* Start Dataset records *
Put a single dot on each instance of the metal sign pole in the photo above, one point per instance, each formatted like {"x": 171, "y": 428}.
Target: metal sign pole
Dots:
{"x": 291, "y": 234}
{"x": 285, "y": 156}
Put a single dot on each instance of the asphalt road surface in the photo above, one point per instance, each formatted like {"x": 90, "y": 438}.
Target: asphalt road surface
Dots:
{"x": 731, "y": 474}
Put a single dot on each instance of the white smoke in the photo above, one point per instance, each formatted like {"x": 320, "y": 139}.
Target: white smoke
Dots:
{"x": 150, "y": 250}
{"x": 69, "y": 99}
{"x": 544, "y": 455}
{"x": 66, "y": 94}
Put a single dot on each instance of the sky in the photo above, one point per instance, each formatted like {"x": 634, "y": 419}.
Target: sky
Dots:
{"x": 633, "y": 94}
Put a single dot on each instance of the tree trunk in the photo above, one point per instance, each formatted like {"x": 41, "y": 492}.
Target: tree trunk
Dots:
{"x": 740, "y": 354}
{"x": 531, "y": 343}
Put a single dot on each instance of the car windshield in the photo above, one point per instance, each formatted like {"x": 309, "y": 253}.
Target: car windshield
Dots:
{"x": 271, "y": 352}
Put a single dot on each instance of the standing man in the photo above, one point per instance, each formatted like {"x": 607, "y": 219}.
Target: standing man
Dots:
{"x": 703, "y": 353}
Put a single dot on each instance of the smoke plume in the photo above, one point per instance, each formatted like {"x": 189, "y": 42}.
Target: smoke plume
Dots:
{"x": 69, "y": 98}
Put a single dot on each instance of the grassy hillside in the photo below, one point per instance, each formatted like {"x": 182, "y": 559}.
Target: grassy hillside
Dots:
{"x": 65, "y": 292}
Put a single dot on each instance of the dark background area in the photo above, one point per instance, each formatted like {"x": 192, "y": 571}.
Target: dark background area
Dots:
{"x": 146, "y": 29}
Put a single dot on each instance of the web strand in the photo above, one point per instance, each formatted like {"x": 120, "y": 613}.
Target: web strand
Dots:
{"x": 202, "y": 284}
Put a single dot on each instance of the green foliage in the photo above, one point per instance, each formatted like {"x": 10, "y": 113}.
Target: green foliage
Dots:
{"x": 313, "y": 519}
* End Dataset records *
_Objective_
Rewrite the portion of the listing above that runs from the line containing "Put a single dot on each instance of the smoke" through the end of the listing, both included, as a numbered list that omits blank lines.

_Solution to this task_
1. Put a single dot on each instance of the smoke plume in the photo above, one point per instance, each formatted like {"x": 189, "y": 42}.
2. Target: smoke plume
3. Dots:
4. {"x": 69, "y": 98}
5. Put a single dot on each instance of the grassy hillside in the photo below, one point per instance, each formatted like {"x": 182, "y": 559}.
6. Target: grassy hillside
7. Dots:
8. {"x": 65, "y": 292}
9. Put a single dot on each instance of the dark background area in the photo above, one point per instance, each formatted like {"x": 192, "y": 571}.
10. Target: dark background area
11. Dots:
12. {"x": 146, "y": 29}
13. Put a single dot on each instance of the web strand in the photo above, one point per instance, each formatted like {"x": 120, "y": 613}.
14. Target: web strand
15. Dots:
16. {"x": 202, "y": 284}
17. Put a single dot on each instance of the green foliage in the photo above, one point per instance, each formatted like {"x": 10, "y": 113}.
18. Target: green foliage
19. Dots:
20. {"x": 313, "y": 519}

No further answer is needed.